§ PASSAGE GIVEN

☆ ☆ ☆ ☆

Streaming Video to a Pico 1 with MicroPython
I've been doing a bit of graphics experimentation recently with a Pimoroni Pico Display Pack 2.0 attached to a Raspberry Pi Pico W (with the RP2040 microcontroller). I got interested in rendering sprites, and decided to see how quickly you can actually get pixels on screen. This lead me to exploring the different framebuffer formats, and how to get bytes from the network onto the screen with MicroPython.
Scroll to the bottom for the result - streaming video at 10FPS over the network to the Pico!
Pico Graphics
Pimoroni offer a basic 2D drawing library called Pico Graphics. It provides drivers for the various screens they offer, providing 2D drawing primitives and also text support. There are a few ways to initialize the screen, each with tradeoffs of memory vs color palette:
Pen | Palette | Colors | Depth |
---|---|---|---|
PEN_P4 | Manual | 16 | 4 bits |
PEN_P8 | Manual | 256 | 8 bit |
PEN_RGB332 | Preset | 256 | 8 bits |
PEN_RGB565 | Preset | 64K | 16 bits |
PEN_RGB888 | Preset | 16M | 24 bits |
You can calculate the memory usage based on the required size of the frame buffer. In my case, with a 320 x 240 pixel screen:
Pen | Formula | Buffer |
---|---|---|
PEN_P4 | 320 * 240 * 4 / 8 / 1000 | 38.4 kilobytes |
PEN_P8 | 320 * 240 * 8 / 8 / 1000 | 76.8 kilobytes |
PEN_RGB332 | 320 * 240 * 8 / 8 / 1000 | 76.8 kilobytes |
PEN_RGB565 | 320 * 240 * 16 / 8 / 1000 | 153.6 kilobytes |
PEN_RGB888 | 320 * 240 * 32 / 8 / 1000 | 307.2 kilobytes |
It's worth noting that the RP2040 only has 264 KB SRAM, meaning PEN_RGB888 is out of the question. The Dynamic color palettes are interesting but not easy to work with if we're talking about video, unless you want to analyse each frame and tailor a new palette. Perhaps that's another post.
Drawing Pixels
What's the fastest way to change the pixels for the entire screen? Let's analyse some different techniques. I'll be using the following very simple stopwatch class to measure performance:
import utime
class Stopwatch:
def restart(self):
self.start_time = utime.ticks_us()
def elapsed_ms(self):
return utime.ticks_diff(utime.ticks_us(), self.start_time) / 1000
Baseline Update
Let's start by testing how fast the framebuffer can be presented to the screen; everything else will be slower than this because it will involve more work.
import picographics
import random
from stopwatch import Stopwatch
display = picographics.PicoGraphics(display=picographics.DISPLAY_PICO_DISPLAY_2, pen_type=picographics.PEN_RGB332)

☆ ☆ ☆ ☆

§ WORK TO BE COMPLETED
Please carry on writing the Pico video streaming article, starting right after its last line. The items have no connection to the Pico video streaming article.

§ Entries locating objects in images
☆ ☆ ☆ ☆

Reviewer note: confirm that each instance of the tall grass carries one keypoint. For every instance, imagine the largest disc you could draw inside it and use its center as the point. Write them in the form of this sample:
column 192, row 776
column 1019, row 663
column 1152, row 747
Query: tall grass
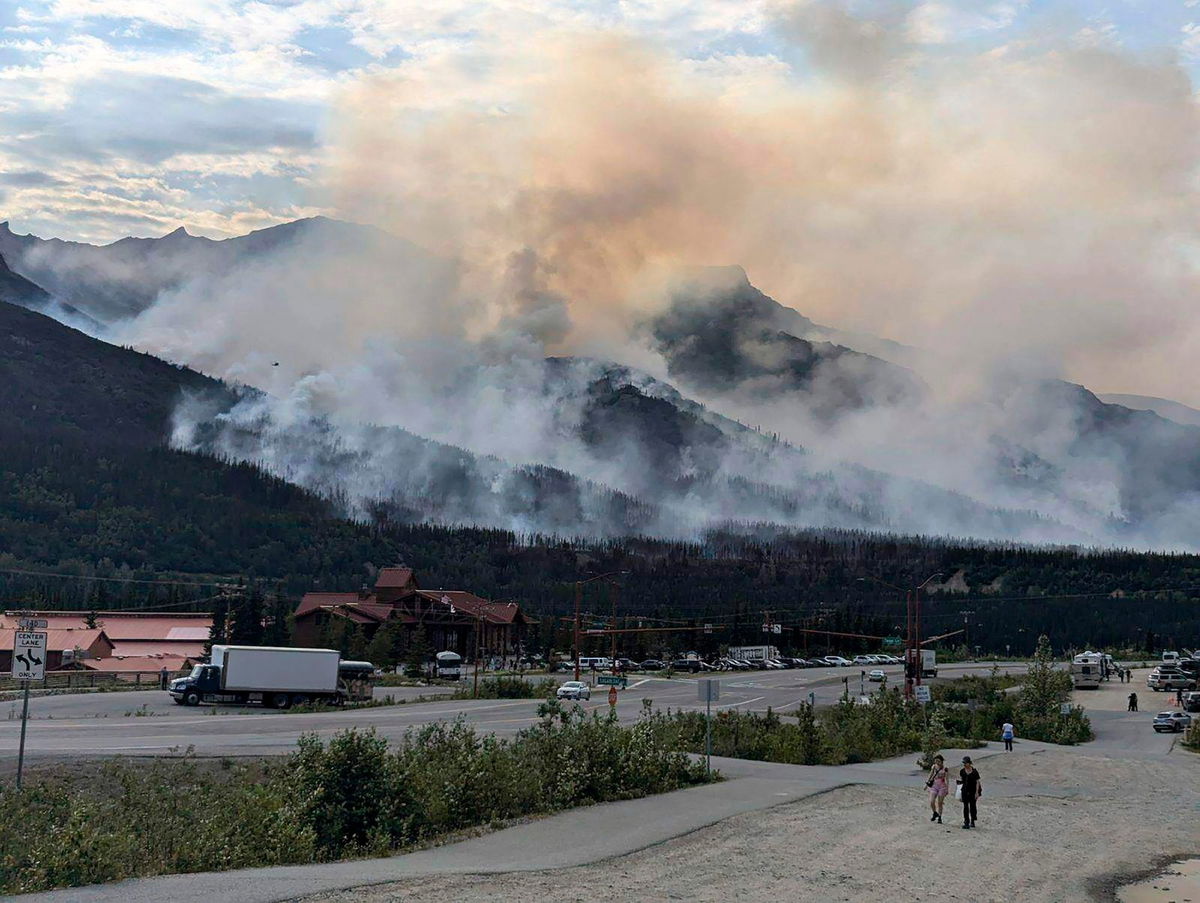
column 353, row 795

☆ ☆ ☆ ☆

§ RESPONSE FOR THIS EXERCISE
display_width, display_height = display.get_bounds()
sw = Stopwatch()
while True:
sw.restart()
display.update()
print(sw.elapsed_ms())
With PEN_RGB332
this takes 34 milliseconds, and with PEN_RGB565
it takes 24 milliseconds. I think these (on the face of it counter-intuitive) results are because the screen itself is using the 24-bit RGB888
format, so more processing is needed to get from e.g. 8 bits or 16 bits to 24 bits (however I did not have time to prove/disprove this hypothesis).
Using Clear
Here we'll set the color at random, and tell the screen to clear. This isn't useful for rendering video because we can only use the same color for every pixel, but it does give us an idea of how efficiently native code can update all pixels in the framebuffer.
import picographics
import random
from stopwatch import Stopwatch
display = picographics.PicoGraphics(display=picographics.DISPLAY_PICO_DISPLAY_2, pen_type=picographics.PEN_RGB332)
display_width, display_height = display.get_bounds()
sw = Stopwatch()
while True:
sw.restart()
display.set_pen(display.create_pen(random.randint(0, 255), random.randint(0, 255), random.randint(0, 255)))
display.clear()
display.update()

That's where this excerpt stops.